## EXERCISE BRIEF
Below is a listing; copy all of it exactly.

>> BEGIN WORKING DATA

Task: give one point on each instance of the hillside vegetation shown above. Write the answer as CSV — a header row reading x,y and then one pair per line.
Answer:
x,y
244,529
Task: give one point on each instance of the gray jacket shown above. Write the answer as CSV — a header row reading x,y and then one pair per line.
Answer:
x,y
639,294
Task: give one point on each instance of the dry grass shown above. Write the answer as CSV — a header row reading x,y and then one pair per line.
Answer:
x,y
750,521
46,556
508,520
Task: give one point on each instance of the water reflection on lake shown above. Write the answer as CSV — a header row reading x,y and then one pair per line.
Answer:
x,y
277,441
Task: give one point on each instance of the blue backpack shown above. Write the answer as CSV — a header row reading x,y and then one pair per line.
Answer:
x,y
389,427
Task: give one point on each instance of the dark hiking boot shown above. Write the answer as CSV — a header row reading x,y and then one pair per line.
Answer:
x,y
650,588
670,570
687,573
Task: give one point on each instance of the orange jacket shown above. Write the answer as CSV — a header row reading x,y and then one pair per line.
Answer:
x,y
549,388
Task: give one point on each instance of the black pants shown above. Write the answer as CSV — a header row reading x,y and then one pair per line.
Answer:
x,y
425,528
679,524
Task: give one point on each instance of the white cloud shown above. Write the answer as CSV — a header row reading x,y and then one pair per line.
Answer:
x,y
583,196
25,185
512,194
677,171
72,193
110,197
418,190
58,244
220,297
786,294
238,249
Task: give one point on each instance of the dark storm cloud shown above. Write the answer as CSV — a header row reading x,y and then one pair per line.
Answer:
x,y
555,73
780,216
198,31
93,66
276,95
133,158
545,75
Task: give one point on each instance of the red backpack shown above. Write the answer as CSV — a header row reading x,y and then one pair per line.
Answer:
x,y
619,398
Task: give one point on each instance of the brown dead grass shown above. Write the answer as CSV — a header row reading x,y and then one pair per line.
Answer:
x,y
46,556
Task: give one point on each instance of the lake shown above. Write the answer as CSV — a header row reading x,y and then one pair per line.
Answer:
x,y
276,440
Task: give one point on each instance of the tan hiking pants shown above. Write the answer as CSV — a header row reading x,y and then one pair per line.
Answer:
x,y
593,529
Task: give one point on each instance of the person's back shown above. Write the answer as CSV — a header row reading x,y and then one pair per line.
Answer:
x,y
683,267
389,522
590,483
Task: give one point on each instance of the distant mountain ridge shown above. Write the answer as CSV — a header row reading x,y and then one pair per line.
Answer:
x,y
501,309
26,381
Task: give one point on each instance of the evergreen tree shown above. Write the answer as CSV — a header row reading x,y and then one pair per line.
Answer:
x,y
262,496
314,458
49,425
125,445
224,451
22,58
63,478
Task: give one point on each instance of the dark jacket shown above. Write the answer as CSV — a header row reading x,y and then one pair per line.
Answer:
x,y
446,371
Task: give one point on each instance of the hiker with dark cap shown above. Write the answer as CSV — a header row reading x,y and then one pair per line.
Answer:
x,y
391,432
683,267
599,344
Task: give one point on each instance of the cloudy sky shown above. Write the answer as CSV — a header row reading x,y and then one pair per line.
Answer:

>> END WORKING DATA

## EXERCISE OUTPUT
Task: give one point on each instance of the hillside vegetation shown above. Write the answer as CSV — a header row reading x,y and then one pair per line.
Answer:
x,y
244,529
Task: give one point on each instance of the gray jacket shown above. Write the answer as CSV — a header row reading x,y and then one pair per line.
Answer:
x,y
639,294
Task: give one point on each instance of the dry grass shown above. Write the answer as CSV — a header row reading x,y and then one pair per line.
Answer:
x,y
750,521
46,556
508,520
Task: give one point on each instance of the water reflection on lake shown above. Write the answer as CSV — a header row reading x,y and then one pair per line.
Answer:
x,y
277,441
Task: give one point on each instance of the blue backpack shown above. Write the answer as CSV — a header row reading x,y and then one pair per line.
Answer:
x,y
389,427
Task: give one point on each instance of the dark hiking boot shown above. Write the answer as CSV — a header row reading x,y and then one pair per line.
Answer:
x,y
650,588
670,570
687,573
Task: give one point on each instance of the orange jacket shown above. Write the answer as CSV — a header row reading x,y and then one pair per line.
Answer:
x,y
549,388
Task: give one point on each instance of the black pants shown above. Write the answer as CSV — a header row reading x,y and then one pair per line.
Answer:
x,y
425,528
679,524
Task: give one point on each instance of the white cloud shown above. Write the answer as CSV — a header row reading x,y and then one pair per line.
Answer:
x,y
583,196
25,185
512,194
677,171
72,193
110,197
418,190
58,244
220,297
786,294
238,249
Task: give one point on each instance of the dark storm cloud shown above. Write the answer as CSV — a header row reading x,y and then one pair per line.
Answer:
x,y
555,73
780,216
198,31
93,66
276,95
133,158
545,75
Task: give one point on each instance of the red backpack shown above. Write the answer as CSV — a header row reading x,y and then one pair per line.
Answer:
x,y
619,398
Task: give one point on each instance of the brown dead grass shown above. Write the answer as CSV — a header row reading x,y and then one pair per line.
Answer:
x,y
46,556
Task: give one point on each instance of the lake shown above. Write the answer as CSV — a header row reading x,y and then one pair per line.
Answer:
x,y
276,440
Task: give one point on each instance of the tan hiking pants shown above. Write the answer as CSV — a header row reading x,y and then one pair per line.
Answer:
x,y
593,529
Task: give one point on each instance of the person's back shown above. Write the answer as CSV — a header row reading x,y and then one pair per line.
Answer:
x,y
683,267
389,522
590,483
Task: give one point on each instance of the distant mountain ridge shown above. Write the answer as CSV — a header row reading x,y and then one pair per line.
Answer:
x,y
501,309
26,381
Task: give one point on each instance of the evergreen tree shown above. Write the answer as CSV — a header row reading x,y and then one pair per line.
Answer:
x,y
262,496
314,458
49,425
125,445
224,451
22,58
63,478
Task: give one point on each instance of the dark jacket shown above. Write the answer as CSV — a header row reading x,y and then one pair per line.
Answer:
x,y
446,371
Task: give one point on each instance of the hiker with dark cap shown above. Write the answer as CSV — a header row reading x,y and then one pair per line.
Answer:
x,y
391,432
683,267
599,344
Task: give one point on each instance of the cloudy sky shown above. Write the answer as CSV — a header row reading x,y and then one pair per line.
Answer:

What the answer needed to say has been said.